Seperti telah disinggung,masa ketika Ibnu Taimiyah hidup penuh dengan kekacauan dan kebengisan Tatar. Seluruh dunia Islam merasa ketakutan terhadap kebrutalan tentara tatar. Hanya saja, kawasan Irak dan jazirah memiliki kisah tersendiri. Ketika Ibnu Taimiyah mendekati usia tujuh tahun, tentara Tatar hendak mengarahkan serangan ke Hiran. Keluarga Ibnu Taimiyah menyelamatkan diri dan meninggalkan kota itu dengan membawa apa yang mereka punya, yakni pusaka ilmu pengetahuan dan keutamaan, serta kemuliaan dan kesucian sebagai keluarga para ulama yang besar.

## Entri
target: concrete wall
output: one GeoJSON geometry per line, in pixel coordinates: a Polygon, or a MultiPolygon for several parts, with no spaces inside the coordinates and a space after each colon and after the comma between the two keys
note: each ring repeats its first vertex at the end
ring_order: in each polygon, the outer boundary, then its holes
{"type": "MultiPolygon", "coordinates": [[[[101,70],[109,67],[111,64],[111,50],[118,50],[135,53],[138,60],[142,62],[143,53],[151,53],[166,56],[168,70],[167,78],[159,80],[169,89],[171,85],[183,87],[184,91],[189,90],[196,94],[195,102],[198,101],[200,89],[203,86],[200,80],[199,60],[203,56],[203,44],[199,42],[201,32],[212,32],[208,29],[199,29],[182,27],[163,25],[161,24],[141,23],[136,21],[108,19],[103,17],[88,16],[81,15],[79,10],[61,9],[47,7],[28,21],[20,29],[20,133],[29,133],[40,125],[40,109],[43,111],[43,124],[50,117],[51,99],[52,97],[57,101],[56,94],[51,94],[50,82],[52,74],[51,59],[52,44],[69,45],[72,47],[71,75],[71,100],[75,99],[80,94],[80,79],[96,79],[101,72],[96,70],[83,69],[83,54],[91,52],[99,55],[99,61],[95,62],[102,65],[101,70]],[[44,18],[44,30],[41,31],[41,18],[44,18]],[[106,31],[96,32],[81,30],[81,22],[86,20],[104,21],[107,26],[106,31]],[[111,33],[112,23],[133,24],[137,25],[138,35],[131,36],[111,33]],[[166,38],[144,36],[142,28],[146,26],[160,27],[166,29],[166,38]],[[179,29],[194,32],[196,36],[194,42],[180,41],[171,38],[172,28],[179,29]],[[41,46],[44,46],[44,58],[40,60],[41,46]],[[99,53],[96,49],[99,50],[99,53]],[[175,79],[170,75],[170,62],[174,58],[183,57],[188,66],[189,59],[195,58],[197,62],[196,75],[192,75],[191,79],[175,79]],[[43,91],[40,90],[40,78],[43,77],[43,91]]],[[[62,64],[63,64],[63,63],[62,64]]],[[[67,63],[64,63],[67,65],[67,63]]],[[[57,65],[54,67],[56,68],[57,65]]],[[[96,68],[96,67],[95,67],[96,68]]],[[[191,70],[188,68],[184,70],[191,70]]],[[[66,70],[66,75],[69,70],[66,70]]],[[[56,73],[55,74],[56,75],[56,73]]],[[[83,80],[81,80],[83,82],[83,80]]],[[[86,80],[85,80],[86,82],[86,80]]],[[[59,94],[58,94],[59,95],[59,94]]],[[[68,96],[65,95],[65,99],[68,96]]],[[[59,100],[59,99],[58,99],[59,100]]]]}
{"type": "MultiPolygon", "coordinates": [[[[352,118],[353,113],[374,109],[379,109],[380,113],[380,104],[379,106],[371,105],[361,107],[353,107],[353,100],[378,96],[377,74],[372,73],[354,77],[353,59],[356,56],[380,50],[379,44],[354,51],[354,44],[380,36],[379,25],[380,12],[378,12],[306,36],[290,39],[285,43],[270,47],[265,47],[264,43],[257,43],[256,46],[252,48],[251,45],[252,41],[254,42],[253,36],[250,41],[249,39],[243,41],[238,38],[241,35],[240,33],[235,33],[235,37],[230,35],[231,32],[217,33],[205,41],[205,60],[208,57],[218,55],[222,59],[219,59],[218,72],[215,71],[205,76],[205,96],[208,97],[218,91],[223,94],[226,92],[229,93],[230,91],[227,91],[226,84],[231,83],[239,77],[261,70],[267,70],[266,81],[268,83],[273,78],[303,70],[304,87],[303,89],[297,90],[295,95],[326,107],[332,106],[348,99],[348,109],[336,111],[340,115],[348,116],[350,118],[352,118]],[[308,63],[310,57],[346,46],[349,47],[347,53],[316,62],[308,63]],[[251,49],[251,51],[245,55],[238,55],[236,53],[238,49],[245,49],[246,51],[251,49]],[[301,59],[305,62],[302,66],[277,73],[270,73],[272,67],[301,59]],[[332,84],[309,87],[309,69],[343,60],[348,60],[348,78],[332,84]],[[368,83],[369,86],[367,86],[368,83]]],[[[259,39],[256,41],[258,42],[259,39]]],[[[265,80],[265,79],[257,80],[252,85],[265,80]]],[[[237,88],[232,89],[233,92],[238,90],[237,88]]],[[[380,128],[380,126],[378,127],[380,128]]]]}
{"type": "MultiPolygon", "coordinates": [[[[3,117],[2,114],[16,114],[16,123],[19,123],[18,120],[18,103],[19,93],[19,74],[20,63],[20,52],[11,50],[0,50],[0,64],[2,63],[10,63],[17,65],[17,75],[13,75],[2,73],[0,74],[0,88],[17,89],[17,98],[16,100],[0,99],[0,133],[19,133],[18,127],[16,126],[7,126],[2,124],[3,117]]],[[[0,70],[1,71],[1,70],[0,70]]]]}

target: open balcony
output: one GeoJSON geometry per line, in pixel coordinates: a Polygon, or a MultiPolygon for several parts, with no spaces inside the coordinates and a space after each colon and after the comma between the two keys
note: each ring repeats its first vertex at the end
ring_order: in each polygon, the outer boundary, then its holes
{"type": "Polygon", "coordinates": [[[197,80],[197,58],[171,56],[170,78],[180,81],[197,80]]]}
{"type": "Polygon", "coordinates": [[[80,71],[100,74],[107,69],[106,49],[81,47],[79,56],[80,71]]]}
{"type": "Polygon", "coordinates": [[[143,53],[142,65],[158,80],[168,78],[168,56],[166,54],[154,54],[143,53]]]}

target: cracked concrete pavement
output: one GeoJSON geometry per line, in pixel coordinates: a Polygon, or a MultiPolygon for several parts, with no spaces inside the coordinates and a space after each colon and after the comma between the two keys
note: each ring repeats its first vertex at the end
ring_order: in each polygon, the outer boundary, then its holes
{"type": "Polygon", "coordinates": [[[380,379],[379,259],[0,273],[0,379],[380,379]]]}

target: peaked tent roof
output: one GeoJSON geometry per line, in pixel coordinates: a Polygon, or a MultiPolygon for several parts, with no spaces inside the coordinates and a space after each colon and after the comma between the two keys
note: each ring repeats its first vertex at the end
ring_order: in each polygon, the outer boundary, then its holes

## Bagian Latihan
- A) Menurut kutipan tentang Ibnu Taimiyah, menjelang usia berapa ia ketika tentara Tatar hendak menyerang Hiran?
- B) Salin persis bagian kutipan tentang Ibnu Taimiyah, mulai dari "Seperti telah disinggung,masa" dan berlanjut hingga "ulama yang besar.".

## Jawaban Berurutan
- A) Menjelang usia tujuh tahun.

- B)
Seperti telah disinggung,masa ketika Ibnu Taimiyah hidup penuh dengan kekacauan dan kebengisan Tatar. Seluruh dunia Islam merasa ketakutan terhadap kebrutalan tentara tatar. Hanya saja, kawasan Irak dan jazirah memiliki kisah tersendiri. Ketika Ibnu Taimiyah mendekati usia tujuh tahun, tentara Tatar hendak mengarahkan serangan ke Hiran. Keluarga Ibnu Taimiyah menyelamatkan diri dan meninggalkan kota itu dengan membawa apa yang mereka punya, yakni pusaka ilmu pengetahuan dan keutamaan, serta kemuliaan dan kesucian sebagai keluarga para ulama yang besar.